_Records supplied_:
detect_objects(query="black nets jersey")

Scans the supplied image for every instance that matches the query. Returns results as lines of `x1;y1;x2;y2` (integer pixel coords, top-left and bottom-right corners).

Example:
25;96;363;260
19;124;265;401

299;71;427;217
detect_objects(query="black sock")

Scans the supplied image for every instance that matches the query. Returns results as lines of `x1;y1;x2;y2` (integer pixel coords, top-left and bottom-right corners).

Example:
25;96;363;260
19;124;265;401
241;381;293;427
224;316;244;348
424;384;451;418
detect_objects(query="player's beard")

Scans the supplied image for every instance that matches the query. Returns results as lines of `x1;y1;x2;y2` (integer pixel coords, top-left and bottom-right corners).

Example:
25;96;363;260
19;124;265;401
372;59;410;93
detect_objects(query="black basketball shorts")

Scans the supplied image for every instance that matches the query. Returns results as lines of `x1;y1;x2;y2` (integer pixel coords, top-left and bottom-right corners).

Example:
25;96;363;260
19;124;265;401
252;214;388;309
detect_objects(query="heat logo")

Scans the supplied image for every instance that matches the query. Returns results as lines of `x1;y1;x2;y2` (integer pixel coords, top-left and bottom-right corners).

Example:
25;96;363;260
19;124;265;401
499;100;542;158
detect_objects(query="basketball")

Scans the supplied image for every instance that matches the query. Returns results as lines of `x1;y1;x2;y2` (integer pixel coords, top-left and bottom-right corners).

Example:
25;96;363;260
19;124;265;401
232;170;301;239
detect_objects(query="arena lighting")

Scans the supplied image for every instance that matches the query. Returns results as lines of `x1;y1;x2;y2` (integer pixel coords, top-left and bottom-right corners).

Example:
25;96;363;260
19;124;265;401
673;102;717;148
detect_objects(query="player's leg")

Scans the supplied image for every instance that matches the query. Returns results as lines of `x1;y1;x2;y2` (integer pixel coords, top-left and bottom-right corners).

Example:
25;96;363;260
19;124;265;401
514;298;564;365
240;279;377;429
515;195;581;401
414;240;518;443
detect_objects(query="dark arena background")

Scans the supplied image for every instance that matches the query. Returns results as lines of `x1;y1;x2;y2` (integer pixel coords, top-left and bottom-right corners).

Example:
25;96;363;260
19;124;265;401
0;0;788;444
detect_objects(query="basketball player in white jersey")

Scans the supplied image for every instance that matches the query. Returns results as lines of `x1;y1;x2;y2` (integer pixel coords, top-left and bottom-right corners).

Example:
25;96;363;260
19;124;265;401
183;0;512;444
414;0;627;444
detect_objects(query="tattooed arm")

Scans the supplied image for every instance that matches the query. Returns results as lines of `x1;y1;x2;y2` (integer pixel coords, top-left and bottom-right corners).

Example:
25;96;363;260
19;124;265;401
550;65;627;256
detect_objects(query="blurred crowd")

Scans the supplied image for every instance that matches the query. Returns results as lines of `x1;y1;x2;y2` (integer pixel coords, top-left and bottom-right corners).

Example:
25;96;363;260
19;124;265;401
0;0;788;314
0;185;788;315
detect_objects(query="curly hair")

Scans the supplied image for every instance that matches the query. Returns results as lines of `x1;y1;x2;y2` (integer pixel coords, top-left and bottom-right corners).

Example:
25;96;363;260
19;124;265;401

_Stated exercise_:
Can you write out the material again, starting with its first line and going on through the line with "414;240;518;443" (both included), with 23 added to every number in the detected bounding-box coordinates? Keep all other lines as they are, including the sample coordinates under "Example:".

_Response_:
detect_objects(query="black nets jersey")

Scans the supplied image for every instance that matches the query. Returns results as lines of `x1;y1;x2;y2` (integer pixel coords, top-left and bottom-right corners).

Example:
25;96;363;260
19;124;265;401

322;94;450;240
detect_objects(query="black sock")

Scans the supplied image for every instance that matches the query. Returns results as lines of `x1;y1;x2;y2` (integer pixel coords, top-left and bottom-right corners).

Example:
25;96;363;260
19;124;265;401
264;404;316;450
247;339;267;371
447;407;474;441
detect_objects(query="player's beard")

Scans the supplied image for every instance that matches the query. Returns results as lines of `x1;y1;x2;y2` (integer pixel coords, top-left and bottom-right corners).

Example:
25;96;363;260
19;124;265;401
395;82;433;116
detect_objects(query="black basketball shorts")

Scans the supplied image for every instance that matches the query. Returns results as lines of `x1;y1;x2;y2` (integer pixel coords, top-left and bottom-right corners).

Example:
25;96;363;260
19;124;265;401
275;237;411;332
detect_objects(query="heat logo")

Scans the supplied image for every instance that matches the query. Returns results as lines of `x1;y1;x2;y2` (integer pixel coords, top-left and bottom-right corners).

Example:
25;96;363;260
19;124;265;401
522;123;565;181
detect_objects(query="basketball")

Scans the supplied image for every instance that matches the query. Returns results as lines of `x1;y1;x2;y2` (integer pixel coords, top-left and bottom-right corners).

Example:
25;96;363;260
19;124;265;401
255;193;324;262
detect_objects(query="arena lighting")

Scans the supplied image for every instance that matches the query. Returns results as lines of `x1;y1;x2;y2` (integer pixel coords, top-left and bottom-right corners).

Example:
25;96;363;260
19;124;265;401
696;125;740;171
detect_objects(query="player's leg")

Scans the supplied image for every instance that matches the query. Returns results as lines of `x1;y1;x2;y2` (integer pixel coords, top-left and bottom-right corners).

Example:
25;96;363;260
19;124;265;401
537;321;587;388
263;302;400;452
538;218;604;424
437;263;541;466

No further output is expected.